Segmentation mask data
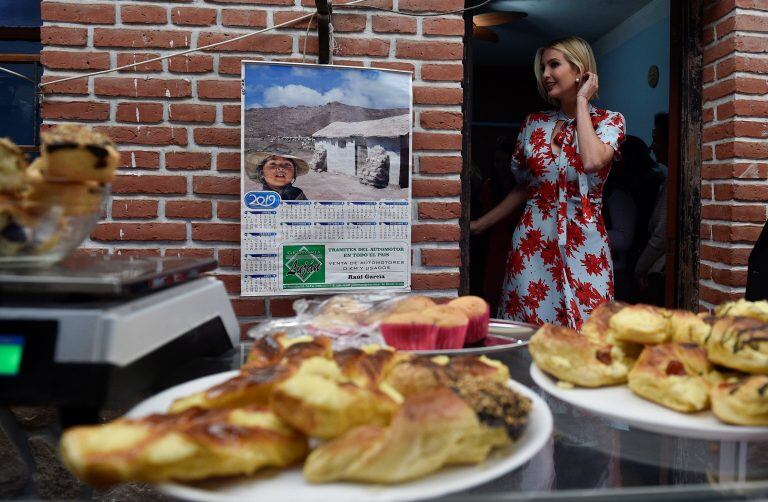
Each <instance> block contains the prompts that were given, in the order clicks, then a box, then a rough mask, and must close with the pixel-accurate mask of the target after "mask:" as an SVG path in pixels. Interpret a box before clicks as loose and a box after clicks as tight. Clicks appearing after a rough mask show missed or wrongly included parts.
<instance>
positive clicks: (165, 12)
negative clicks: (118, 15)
mask: <svg viewBox="0 0 768 502" xmlns="http://www.w3.org/2000/svg"><path fill="white" fill-rule="evenodd" d="M120 19H121V20H122V21H123V23H126V24H165V23H167V22H168V14H167V13H166V11H165V7H159V6H154V5H123V6H122V7H120Z"/></svg>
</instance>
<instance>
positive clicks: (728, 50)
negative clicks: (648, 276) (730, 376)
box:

EXERCISE => Lay out the lines above as a numbered list, skipping any blank lines. Leave the pictures out.

REPLY TO THE EXERCISE =>
1. Each <instance> block contains the prompts that were given, in the order clicks, then a box, then a rough mask, and must close with the pixel-accurate mask of the target after "mask:" as an SVG path in pixels. Interpret a box before clicks as loose and a box after clicks as tight. Clicks appearing after a rough mask show missed or wrongly included parts.
2. <instance>
3. positive clicks: (165, 12)
4. negative clicks: (118, 15)
5. mask: <svg viewBox="0 0 768 502" xmlns="http://www.w3.org/2000/svg"><path fill="white" fill-rule="evenodd" d="M120 19H121V20H122V21H123V23H126V24H165V23H167V22H168V14H167V13H166V11H165V7H159V6H154V5H123V6H122V7H120Z"/></svg>
6. </instance>
7. <instance>
8. positive clicks: (728, 50)
9. negative clicks: (648, 276) (730, 376)
10. box:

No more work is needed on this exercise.